- **Input data**
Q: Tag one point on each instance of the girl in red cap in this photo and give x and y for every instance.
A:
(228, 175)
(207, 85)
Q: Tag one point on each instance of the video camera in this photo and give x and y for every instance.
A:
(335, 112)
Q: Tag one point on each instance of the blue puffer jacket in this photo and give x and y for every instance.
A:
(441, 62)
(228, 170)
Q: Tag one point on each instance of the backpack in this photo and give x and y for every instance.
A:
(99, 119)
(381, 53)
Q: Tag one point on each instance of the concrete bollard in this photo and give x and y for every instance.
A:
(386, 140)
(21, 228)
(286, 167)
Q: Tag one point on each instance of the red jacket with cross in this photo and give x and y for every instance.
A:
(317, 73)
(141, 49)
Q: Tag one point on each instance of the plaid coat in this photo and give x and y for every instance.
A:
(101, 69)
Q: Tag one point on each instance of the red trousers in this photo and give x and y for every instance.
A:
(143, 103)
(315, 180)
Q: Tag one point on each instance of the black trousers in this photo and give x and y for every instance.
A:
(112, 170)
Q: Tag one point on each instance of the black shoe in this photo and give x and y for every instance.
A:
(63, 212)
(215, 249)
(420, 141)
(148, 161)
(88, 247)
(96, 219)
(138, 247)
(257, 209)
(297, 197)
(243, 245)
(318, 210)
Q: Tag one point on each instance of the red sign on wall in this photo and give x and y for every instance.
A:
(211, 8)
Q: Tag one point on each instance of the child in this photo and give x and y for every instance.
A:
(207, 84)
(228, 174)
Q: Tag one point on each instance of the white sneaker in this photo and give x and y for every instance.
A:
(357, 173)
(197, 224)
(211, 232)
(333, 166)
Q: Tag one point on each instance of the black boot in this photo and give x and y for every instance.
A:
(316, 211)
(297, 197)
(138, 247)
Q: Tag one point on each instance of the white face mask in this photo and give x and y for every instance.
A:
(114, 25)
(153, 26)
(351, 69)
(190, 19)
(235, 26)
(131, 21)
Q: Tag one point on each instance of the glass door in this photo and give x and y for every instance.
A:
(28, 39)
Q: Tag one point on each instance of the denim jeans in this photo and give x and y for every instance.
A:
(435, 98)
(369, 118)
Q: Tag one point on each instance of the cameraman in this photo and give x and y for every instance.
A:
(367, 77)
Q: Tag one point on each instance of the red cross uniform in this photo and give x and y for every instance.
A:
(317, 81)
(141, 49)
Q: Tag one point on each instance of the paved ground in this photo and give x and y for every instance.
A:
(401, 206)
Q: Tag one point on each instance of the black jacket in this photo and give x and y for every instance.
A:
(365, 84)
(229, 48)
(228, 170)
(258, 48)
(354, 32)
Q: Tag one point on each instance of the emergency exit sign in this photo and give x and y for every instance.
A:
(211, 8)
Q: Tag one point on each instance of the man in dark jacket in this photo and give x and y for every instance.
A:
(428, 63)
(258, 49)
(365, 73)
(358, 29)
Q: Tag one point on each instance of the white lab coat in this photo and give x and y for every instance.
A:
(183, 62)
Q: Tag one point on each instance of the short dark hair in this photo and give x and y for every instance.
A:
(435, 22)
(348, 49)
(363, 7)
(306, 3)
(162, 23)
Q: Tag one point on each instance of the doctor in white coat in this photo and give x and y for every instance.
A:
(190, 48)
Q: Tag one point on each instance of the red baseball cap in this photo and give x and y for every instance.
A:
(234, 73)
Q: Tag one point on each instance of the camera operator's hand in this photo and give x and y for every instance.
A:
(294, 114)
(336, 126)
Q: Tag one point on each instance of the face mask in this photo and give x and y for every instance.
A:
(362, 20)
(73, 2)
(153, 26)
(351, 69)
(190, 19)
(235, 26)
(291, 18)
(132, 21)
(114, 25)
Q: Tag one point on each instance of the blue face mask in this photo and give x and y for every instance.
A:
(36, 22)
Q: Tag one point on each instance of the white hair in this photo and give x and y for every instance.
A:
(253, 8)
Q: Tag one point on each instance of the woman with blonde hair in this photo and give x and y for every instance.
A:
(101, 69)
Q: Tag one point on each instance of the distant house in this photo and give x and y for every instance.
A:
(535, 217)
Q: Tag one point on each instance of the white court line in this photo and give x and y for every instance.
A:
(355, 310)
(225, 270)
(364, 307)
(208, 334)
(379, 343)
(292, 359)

- **Problem to solve**
Go through the data above and return each line containing the string "face".

- **Result of the exercise**
Q: Tag one point on each instance of the white face mask in this photo and give x and y for every instance.
Q: Tag one point on each instance of the face mask in this photo and give x and y for every instance.
Q: Tag one point on each instance of the blue face mask in this photo and give x and y for every instance.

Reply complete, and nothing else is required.